## WORK REQUIRED:
Output as a JSON list of strings, one per line, the records from the line containing "task | place one marker on every instance of the drinking" down to the line containing "[(247, 199), (328, 230), (379, 213), (297, 230)]", both ends included and blank lines omitted.

## PROVIDED ENTRIES:
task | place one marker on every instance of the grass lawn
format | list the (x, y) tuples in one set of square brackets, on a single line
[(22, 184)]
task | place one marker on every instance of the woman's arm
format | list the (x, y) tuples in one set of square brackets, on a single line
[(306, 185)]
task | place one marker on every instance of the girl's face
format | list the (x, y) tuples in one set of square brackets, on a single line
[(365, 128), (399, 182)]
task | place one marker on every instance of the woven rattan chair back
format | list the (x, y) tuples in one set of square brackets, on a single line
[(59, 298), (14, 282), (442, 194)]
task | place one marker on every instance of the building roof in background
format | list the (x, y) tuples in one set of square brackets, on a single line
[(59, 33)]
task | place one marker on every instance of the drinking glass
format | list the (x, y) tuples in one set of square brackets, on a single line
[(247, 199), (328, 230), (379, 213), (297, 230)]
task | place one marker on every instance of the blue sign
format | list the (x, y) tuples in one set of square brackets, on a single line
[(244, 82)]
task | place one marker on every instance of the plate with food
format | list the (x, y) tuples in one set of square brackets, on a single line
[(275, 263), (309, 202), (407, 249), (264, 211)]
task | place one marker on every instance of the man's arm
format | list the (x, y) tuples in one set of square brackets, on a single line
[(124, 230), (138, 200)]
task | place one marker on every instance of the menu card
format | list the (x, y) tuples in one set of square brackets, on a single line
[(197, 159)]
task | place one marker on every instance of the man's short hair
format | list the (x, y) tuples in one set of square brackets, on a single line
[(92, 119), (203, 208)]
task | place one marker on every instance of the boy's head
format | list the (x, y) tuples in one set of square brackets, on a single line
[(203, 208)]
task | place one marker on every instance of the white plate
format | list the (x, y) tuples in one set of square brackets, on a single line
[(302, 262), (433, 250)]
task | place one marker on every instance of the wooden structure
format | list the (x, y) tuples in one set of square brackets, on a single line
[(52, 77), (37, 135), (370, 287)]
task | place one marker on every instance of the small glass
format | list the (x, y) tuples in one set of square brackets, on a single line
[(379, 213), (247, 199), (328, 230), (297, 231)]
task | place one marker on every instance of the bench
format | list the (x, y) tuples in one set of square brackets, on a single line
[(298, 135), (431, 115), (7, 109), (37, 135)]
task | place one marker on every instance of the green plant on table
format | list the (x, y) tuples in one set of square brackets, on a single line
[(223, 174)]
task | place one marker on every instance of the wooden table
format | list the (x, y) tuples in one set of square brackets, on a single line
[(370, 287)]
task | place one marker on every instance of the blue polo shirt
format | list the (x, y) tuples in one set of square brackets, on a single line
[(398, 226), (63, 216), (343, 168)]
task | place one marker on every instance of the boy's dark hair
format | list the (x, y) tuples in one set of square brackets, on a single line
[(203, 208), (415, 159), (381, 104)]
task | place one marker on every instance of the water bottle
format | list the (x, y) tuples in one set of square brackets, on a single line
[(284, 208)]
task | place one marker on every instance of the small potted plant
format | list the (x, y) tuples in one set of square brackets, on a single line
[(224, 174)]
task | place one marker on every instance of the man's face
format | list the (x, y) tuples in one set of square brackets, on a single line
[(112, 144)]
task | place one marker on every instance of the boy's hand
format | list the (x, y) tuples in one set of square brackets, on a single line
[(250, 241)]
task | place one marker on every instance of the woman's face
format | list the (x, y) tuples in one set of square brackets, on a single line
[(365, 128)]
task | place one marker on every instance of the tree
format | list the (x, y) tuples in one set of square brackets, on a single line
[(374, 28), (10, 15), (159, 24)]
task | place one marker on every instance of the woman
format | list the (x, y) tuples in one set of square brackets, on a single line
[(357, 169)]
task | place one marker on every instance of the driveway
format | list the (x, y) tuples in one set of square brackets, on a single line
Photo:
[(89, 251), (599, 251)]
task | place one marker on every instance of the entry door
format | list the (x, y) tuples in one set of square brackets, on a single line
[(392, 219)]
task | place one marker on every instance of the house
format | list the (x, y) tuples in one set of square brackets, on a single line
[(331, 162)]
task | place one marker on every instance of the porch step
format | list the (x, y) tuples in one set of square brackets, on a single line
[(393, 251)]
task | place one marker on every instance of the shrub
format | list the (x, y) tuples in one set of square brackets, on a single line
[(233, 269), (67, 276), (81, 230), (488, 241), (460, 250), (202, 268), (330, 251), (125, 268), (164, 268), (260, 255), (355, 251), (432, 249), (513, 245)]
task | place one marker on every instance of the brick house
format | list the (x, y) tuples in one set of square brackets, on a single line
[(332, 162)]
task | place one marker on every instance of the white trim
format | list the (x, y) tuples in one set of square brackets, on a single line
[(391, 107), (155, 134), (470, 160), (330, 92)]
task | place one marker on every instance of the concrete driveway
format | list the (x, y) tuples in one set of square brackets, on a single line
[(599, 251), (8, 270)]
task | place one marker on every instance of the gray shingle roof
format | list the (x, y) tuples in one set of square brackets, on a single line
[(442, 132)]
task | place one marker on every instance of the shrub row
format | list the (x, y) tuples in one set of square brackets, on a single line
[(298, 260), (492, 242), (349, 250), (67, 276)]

## ANSWER TO THE PROBLEM:
[
  "task | place one marker on every instance of the drinking glass",
  "format | list the (x, y) tuples in one set of square brackets, on a single line",
  "[(247, 199), (328, 230), (379, 213), (297, 230)]"
]